Things to do:
a. Check the three statements against the biography of Pierrette Herzberger-Fofana, answering yes or no for each and quoting the words of the biography that decide it: (i) she grew up in Mali; (ii) she was first elected to the Erlangen city council in 2005; (iii) she earned her doctorate at the University of Trier.
b. Extend the biography of Pierrette Herzberger-Fofana, picking up after its final sentence.

Page extract:
******************************
Pierrette Gabrielle Herzberger-Fofana (born 20 March 1949 in Bamako) is a German-Malian politician of Alliance 90/The Greens and member of the European Parliament.

Early life and education
Herzberger-Fofana grew up in Senegal. She graduated in Paris in German sociolinguistics and obtained a further degree from the University of Trier. She earned her doctorate at the University of Erlangen-Nuremberg with a dissertation that addressed women's literature in francophone sub-Saharan Africa.

Political career
In 2005, Herzberger-Fofana was first elected to the city council of Erlangen. She was one of the fifteen recipients of the 2009 Helene-Weber-Preis, which is awarded to women engaged in municipal politics. She is a board member of DaMigra, the umbrella organization of immigrant organizations.

Herzberger-Fofana moved into the European Parliament on the 21st place in the European list of Alliance 90 / The Greens in the 2019 European elections in Germany 2019. She is currently Germany's only black MEP.
******************************
Raw data:

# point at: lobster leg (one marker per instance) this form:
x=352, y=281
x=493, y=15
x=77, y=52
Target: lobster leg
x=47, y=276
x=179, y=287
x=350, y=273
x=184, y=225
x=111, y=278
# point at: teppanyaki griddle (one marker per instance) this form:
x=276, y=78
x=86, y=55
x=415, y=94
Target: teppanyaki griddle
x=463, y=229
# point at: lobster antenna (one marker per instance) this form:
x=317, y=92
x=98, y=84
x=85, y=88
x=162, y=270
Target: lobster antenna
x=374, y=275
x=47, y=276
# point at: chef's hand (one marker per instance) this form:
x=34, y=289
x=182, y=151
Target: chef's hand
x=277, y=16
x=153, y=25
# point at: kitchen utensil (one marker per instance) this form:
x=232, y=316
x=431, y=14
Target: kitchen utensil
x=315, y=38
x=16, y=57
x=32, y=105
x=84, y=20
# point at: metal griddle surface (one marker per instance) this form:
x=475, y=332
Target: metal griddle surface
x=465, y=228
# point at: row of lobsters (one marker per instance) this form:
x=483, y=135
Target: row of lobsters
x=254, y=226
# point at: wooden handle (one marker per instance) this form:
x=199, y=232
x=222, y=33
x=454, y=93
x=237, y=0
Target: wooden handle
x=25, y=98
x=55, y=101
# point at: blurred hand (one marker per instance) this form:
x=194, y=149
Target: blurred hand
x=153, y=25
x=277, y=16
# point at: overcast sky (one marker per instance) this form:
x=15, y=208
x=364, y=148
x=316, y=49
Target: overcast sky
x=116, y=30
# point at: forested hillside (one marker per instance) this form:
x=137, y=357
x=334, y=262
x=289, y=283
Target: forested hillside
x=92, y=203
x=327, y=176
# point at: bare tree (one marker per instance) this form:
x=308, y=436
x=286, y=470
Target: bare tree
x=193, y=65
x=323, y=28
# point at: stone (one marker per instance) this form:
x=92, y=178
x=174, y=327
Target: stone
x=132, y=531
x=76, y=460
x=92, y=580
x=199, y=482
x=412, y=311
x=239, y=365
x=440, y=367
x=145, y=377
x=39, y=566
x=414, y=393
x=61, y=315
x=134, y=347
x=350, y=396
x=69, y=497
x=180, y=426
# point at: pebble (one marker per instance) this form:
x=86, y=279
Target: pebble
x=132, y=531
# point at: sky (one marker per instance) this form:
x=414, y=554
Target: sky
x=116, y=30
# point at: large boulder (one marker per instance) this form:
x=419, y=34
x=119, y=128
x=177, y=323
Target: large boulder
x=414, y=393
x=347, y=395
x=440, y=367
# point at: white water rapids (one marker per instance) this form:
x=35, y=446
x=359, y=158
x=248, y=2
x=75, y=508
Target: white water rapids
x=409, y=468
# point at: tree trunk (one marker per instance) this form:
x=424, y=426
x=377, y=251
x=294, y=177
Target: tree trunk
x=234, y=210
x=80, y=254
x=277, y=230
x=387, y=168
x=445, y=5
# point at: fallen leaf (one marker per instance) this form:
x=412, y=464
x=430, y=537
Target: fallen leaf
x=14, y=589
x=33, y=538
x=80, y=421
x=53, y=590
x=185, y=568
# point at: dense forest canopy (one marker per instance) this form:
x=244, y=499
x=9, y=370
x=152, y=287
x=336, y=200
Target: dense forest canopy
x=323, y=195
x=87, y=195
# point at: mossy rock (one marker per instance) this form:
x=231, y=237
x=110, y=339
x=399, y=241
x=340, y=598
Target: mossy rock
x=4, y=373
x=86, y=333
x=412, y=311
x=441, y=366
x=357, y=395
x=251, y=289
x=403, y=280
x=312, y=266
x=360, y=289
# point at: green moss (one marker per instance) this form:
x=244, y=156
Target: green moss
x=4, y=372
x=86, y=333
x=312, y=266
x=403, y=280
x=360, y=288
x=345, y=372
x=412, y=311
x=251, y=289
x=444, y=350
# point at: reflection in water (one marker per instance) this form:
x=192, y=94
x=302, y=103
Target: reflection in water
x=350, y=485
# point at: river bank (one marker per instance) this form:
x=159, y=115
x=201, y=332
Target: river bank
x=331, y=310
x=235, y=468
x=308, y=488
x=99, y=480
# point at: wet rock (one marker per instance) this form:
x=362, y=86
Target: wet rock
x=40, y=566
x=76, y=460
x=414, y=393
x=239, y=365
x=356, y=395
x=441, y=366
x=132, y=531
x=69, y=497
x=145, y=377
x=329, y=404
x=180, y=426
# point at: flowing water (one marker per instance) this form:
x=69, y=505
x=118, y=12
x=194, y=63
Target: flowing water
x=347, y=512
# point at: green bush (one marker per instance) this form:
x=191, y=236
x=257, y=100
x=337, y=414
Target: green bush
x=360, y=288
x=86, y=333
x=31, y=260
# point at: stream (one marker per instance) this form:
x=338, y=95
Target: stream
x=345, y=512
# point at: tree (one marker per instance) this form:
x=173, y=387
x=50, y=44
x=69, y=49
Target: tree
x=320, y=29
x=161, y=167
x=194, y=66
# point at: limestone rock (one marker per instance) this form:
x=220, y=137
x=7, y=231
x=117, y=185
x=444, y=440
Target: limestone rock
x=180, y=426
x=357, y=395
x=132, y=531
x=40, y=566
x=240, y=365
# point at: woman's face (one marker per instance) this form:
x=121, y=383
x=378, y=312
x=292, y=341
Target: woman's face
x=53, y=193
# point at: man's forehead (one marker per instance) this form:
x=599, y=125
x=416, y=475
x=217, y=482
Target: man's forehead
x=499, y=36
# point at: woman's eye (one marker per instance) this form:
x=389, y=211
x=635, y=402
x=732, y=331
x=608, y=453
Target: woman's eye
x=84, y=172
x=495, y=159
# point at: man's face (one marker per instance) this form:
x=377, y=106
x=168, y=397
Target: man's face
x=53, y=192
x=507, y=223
******************************
Answers for the exercise:
a.
(i) No: "Herzberger-Fofana grew up in Senegal."
(ii) Yes: "In 2005, Herzberger-Fofana was first elected to the city council of Erlangen."
(iii) No: "She earned her doctorate at the University of Erlangen-Nuremberg"

b.
Herzberger-Fofana currently serves on the Committee on Development. In addition to her committee assignments, Herzberger-Fofana is part of the Parliament's delegations for relations with the Pan-African Parliament and to the CARIFORUM-EU Parliamentary Committee. She also co-chairs the European Parliament Anti-Racism and Diversity Intergroup.

Personal life
She has three children.

On 17 June 2020, Herzberger-Fofana claimed to have been harassed by two police officers in Brussels. The accusation was made in the chamber of the European parliament. Brussels prosecutors issued a criminal complaint against her for defamation as well as for “acting rebelliously and insulting police officers”.

Works 
 Écrivains africains et identités culturelles: entretiens, Stauffenburg, 1989, 
 Litterature feminine francophone d'Afrique noire, Editions L'Harmattan, 2001, 
 Die Nacht des Baobab. Zur Situation der ausländischen Frau am Beispiel von Afrikanerinnen in Deutschland In: Afro-Look: eine Zeitung von schwarzen Deutschen, Band 8, 1992/93, S. 14–15. (1992 Rede zur International Women's Day)
 Berlin 125 Jahre danach: Eine fast vergessene deutsch-afrikanische Geschichte, aa-infohaus, 2010, .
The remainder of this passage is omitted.